Task directions
What you give back should match the records word for word.

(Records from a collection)

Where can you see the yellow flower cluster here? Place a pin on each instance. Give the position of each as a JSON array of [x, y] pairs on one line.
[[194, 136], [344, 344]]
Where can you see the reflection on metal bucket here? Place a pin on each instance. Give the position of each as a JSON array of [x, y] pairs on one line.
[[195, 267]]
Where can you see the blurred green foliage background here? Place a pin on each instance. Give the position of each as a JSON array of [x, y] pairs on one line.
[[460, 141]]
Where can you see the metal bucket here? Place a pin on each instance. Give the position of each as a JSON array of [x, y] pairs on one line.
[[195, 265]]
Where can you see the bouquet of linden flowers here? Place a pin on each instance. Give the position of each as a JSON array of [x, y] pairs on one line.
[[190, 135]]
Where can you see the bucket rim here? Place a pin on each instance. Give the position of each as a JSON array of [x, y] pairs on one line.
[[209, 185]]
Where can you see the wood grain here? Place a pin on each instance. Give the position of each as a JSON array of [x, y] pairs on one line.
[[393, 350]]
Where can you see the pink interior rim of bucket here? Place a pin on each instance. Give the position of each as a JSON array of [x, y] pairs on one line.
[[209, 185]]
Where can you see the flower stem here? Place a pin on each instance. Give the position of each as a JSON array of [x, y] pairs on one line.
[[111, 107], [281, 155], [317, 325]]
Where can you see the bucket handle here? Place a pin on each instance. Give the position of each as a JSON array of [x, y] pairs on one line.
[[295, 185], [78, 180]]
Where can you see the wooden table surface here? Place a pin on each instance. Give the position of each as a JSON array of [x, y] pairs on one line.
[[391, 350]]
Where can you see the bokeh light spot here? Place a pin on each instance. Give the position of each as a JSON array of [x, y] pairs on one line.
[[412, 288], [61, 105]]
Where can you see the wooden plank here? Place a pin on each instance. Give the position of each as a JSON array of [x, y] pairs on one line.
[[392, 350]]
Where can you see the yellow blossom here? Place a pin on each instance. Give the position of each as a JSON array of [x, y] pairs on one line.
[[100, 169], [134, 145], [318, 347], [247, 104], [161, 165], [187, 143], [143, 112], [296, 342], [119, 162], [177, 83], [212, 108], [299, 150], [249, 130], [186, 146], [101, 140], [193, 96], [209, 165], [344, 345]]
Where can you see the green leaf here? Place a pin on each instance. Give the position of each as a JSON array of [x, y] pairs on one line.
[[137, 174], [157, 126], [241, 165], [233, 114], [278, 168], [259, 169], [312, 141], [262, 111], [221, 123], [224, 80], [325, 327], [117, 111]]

Finished exercise
Where can you see the yellow flower cluster here? Place a pin on each instance. Give the position of each as a JSON array of [x, y] pairs on one line.
[[194, 136], [344, 344]]
Where can you see the reflection on metal bucket here? Place a pin on each instance. Give the position of each as a JSON array of [x, y] pairs on one line.
[[195, 267]]
Where can you see the blurred green foliage background here? Place a pin on each instance. Give the position of each as a JSON array of [x, y] pairs on one line.
[[460, 141]]
Where can you see the metal bucket here? Place a pin on each instance. Give the position of each as a JSON array of [x, y] pairs on one line.
[[195, 265]]
Where can you see the bouquet of linden flowers here? Place a pin on each instance. Give the position of each as a JSON array of [x, y] pairs on one line.
[[190, 135]]
Where can you see the bucket rim here? Place a pin on each instance. Give the position of each as a JSON array of [x, y] pairs on one line.
[[209, 185]]
Where can you see the wood grain here? Place a pin on each instance. Give the position of each as a JSON array of [x, y] pairs on one line.
[[393, 350]]
Where can you see the pink interior rim of bucket here? Place a pin on each instance. Give the position of each as a JSON array of [x, y] pairs on one line.
[[209, 185]]
Where can you see the flower stem here? Place a pin on each instance. Give the position of each as a JSON array of [x, y] pairs on one line.
[[111, 107], [281, 155], [317, 325]]
Where can you see the bucket handle here? Place a pin on each instance. Give the position of each as a JSON array of [x, y] pairs on one line.
[[295, 185], [78, 180]]
Where can you see the wooden table surface here? Place a pin on each instance. Give the position of each as a JSON array of [x, y] pairs on one line.
[[391, 350]]
Where can you see the bokeh light spot here? Place a pin on each instance. Give the position of each as a JSON array of [x, y] pairs on one line.
[[412, 288], [61, 105]]
Where can you see the wooden plank here? Place a pin on each instance. Give the position of each as a JSON array of [x, y] pairs on one line.
[[392, 350]]
Where can you see the yellow blossom here? Place a pin on each instance. Give the position of each as a JSON array of [x, y] pairs on one line.
[[100, 169], [134, 145], [318, 347], [247, 104], [161, 165], [187, 143], [143, 112], [296, 342], [119, 162], [177, 83], [212, 108], [299, 150], [249, 130], [186, 146], [101, 140], [193, 96], [209, 165], [344, 345]]
Where can you see the green leaf here? Place a pin on each instance. Give the position of each as a JSON array of [x, y] pairs on one line.
[[137, 174], [157, 126], [241, 165], [233, 114], [278, 168], [259, 169], [312, 141], [262, 111], [221, 123], [224, 80], [325, 327], [117, 111]]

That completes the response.